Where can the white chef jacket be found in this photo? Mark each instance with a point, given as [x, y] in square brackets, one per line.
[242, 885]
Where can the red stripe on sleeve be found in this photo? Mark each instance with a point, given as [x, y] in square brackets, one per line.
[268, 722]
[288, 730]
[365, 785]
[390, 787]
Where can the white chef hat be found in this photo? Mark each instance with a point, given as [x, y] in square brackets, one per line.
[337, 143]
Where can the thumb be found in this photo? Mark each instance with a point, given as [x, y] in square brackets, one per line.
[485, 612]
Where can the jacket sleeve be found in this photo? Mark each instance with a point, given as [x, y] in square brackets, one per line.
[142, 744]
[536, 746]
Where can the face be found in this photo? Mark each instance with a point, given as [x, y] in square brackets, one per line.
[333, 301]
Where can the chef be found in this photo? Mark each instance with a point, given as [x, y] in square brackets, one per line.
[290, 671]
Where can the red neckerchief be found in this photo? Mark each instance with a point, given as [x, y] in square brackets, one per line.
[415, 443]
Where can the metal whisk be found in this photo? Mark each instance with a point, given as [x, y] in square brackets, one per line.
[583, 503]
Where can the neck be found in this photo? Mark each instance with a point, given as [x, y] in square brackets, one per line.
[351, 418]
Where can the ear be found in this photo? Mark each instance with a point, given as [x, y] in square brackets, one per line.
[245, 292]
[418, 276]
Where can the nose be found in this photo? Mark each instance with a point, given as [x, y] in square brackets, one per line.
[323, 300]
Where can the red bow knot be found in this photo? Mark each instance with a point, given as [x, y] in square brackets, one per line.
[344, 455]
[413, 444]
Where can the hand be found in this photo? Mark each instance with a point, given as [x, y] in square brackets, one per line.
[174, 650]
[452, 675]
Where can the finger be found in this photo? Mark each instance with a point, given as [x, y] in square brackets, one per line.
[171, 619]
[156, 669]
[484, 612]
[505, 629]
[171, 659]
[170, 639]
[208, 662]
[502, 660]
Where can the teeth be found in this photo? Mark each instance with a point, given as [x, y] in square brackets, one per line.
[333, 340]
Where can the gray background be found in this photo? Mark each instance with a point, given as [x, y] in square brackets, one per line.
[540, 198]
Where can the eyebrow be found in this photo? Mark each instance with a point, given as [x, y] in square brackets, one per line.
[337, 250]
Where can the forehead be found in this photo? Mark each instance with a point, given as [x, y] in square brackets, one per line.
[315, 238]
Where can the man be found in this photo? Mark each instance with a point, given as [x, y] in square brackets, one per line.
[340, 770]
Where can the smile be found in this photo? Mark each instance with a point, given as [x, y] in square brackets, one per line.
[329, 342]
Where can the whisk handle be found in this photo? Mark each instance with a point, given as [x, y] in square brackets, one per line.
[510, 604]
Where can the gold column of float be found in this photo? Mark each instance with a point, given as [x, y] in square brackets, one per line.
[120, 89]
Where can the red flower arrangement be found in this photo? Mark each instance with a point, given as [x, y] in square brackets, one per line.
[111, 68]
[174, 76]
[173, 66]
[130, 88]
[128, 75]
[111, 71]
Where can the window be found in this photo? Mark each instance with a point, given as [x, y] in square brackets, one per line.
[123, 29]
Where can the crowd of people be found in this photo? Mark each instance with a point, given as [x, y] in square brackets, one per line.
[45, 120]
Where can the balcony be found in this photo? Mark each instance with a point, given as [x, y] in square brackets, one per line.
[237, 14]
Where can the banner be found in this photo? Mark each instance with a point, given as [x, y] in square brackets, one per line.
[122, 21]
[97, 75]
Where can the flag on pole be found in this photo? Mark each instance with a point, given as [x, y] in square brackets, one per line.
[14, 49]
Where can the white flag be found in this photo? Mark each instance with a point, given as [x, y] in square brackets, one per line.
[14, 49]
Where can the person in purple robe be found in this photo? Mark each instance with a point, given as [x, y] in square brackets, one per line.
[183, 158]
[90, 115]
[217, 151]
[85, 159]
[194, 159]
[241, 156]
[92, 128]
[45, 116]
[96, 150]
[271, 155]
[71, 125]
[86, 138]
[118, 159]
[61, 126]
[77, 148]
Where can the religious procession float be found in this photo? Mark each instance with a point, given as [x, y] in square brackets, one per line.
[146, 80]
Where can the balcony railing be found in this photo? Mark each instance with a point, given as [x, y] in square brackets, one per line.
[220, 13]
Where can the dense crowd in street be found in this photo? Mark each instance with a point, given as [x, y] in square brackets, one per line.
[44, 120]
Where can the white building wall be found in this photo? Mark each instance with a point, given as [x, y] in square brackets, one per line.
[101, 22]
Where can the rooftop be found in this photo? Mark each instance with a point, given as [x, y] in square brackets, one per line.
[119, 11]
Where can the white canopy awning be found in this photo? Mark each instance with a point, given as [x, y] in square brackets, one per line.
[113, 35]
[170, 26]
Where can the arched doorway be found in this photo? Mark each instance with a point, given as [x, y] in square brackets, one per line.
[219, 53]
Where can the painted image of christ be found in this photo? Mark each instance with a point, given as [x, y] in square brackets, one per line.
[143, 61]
------------
▶ WHAT IS EXPECTED:
Quote every record above exactly.

▶ SOLUTION TO THIS TASK:
Where can the white chef jacket be found in this photo? Mark each instance with a point, given as [x, y] in square brackets, one per line.
[242, 885]
Where can the red stripe on sleeve be found in this photo? Mark each instance with a point, given as [x, y] in square brackets, one per line.
[268, 722]
[288, 730]
[365, 785]
[390, 787]
Where can the white chef hat be found in this photo? Mark each instance with a point, given as [x, y] in square brackets, one per line.
[337, 143]
Where can the thumb be found in this photo? Mark each instance with a point, given as [x, y] in square brackets, one per line.
[485, 612]
Where can the jacket sleeve be found in this photo? Mark each instance with a point, given as [x, y] in square brackets, one per line.
[142, 744]
[536, 746]
Where can the face be found in this photo? Mark each instance with a point, given as [x, y] in square brackets, one per line.
[333, 301]
Where can the chef be found in this photo? Mark each instance with a point, given as [x, y] in square brackets, one per line.
[290, 671]
Where can the red neckerchief be found in this photo? Mark each instance with a point, given as [x, y] in square brackets, one per line.
[415, 443]
Where can the metal whisk be found in this photo? Mark each instance with a point, given as [x, y] in square brackets, one per line.
[583, 503]
Where can the neck be found in this photo? Mark each instance with a point, given as [x, y] in square brackets, one per line.
[351, 418]
Where can the ear be found in this photo? Mark each instance with a point, given as [x, y] in square brackets, one per line.
[245, 292]
[418, 276]
Where can the nose be found in this photo? Mark each instance with a point, given as [x, y] in square brackets, one per line.
[323, 300]
Where can the red bow knot be found in this photo? Mark each instance with a point, given as [x, y] in square brackets, one per line.
[344, 455]
[413, 444]
Where can the hand be found in this photo? Mark each instance with a point, given as [x, y] in square brackets, one per line.
[174, 650]
[452, 675]
Where can the finger be found in this photo? Mark each instance with a point, given as [x, y] in square brackets, one per line.
[171, 619]
[156, 669]
[484, 612]
[505, 629]
[171, 659]
[170, 639]
[208, 662]
[502, 660]
Where can the teeth be found in this photo? Mark each instance with a point, given as [x, y] in square brackets, one per line.
[333, 340]
Where can the gray background be found in this photo? Mark each instance with a point, given as [x, y] in square brackets, one per line.
[540, 198]
Where can the eyebrow be found in this photo? Mark each instance with a point, given as [x, y] in square brackets, one per line.
[337, 250]
Where can the forehead be found in this photo? Mark each instance with a point, given as [x, y] in square brackets, one per line.
[315, 238]
Where can the man be found in this photo? Mark each instance with a point, given as [x, y] in square brackets, one per line.
[340, 770]
Where can the smile be found in this photo? Mark each instance with a point, given as [x, y] in square brackets, one per line.
[329, 342]
Where can the whisk handle be found in this photo? Mark each instance with a point, given as [x, y] in square brackets, one per line.
[510, 604]
Where can the gold column of float be found in this photo? Mark each instance with a point, given as [x, y] in square brackets, one per line.
[120, 89]
Where can the red flower arrangement be found in this photo? Mark each instance with a point, given as [x, y] in square brackets, one per line.
[111, 68]
[174, 76]
[173, 66]
[130, 88]
[128, 75]
[111, 71]
Where can the window be found in this photo? Mark each instance with a point, given as [x, y] in square brackets, one per line.
[123, 29]
Where can the crowd of people be found in this photo? Mark each instance with a point, given as [x, y] in square brackets, one per line.
[45, 120]
Where can the balcony be found in this photo? Mark each instance with a point, given as [x, y] in square brackets, one per line.
[237, 14]
Where can the banner be found in this photo? Mark each instance with a point, given as [x, y] in square brackets, one per line.
[122, 21]
[97, 75]
Where can the flag on pole be found in this photo? Mark each instance with a point, given as [x, y] in square brackets, one per line.
[14, 49]
Where can the white flag be found in this photo? Mark each instance with a point, given as [x, y] in square brackets, one per line.
[14, 49]
Where can the person in purple robe be found in this photo? Mark each instance with a point, given as [x, y] in square brackets, one per line.
[183, 158]
[90, 115]
[217, 151]
[85, 159]
[194, 159]
[241, 156]
[92, 128]
[45, 116]
[96, 150]
[271, 155]
[71, 125]
[86, 138]
[118, 159]
[61, 126]
[77, 148]
Where can the religious procession float be found in this photo? Mark each instance with a point, given as [x, y] in square brackets, one per line.
[146, 80]
Where can the balcony railing be found in this photo? Mark each instance with a point, given as [x, y] in square brackets, one per line.
[220, 13]
Where can the dense crowd in street be found in this photo? Mark each instance with a point, given as [x, y] in square brackets, one per line.
[44, 120]
Where can the white building wall be found in this photo? Mark each instance with a point, given as [x, y] in square brackets, one per line.
[101, 22]
Where can the rooftop be found in this photo? Mark each instance with a point, given as [x, y] in square brackets, one per line.
[119, 11]
Where can the white canopy awning be found in this photo? Mark each instance with a point, given as [x, y] in square brackets, one per line.
[113, 35]
[170, 26]
Where can the arched doorway be found in this photo? Mark each instance with a point, given as [x, y] in square brackets, one per line.
[219, 53]
Where can the painted image of christ be found in this photo? Mark each instance with a point, given as [x, y] in square brackets, one per line.
[143, 61]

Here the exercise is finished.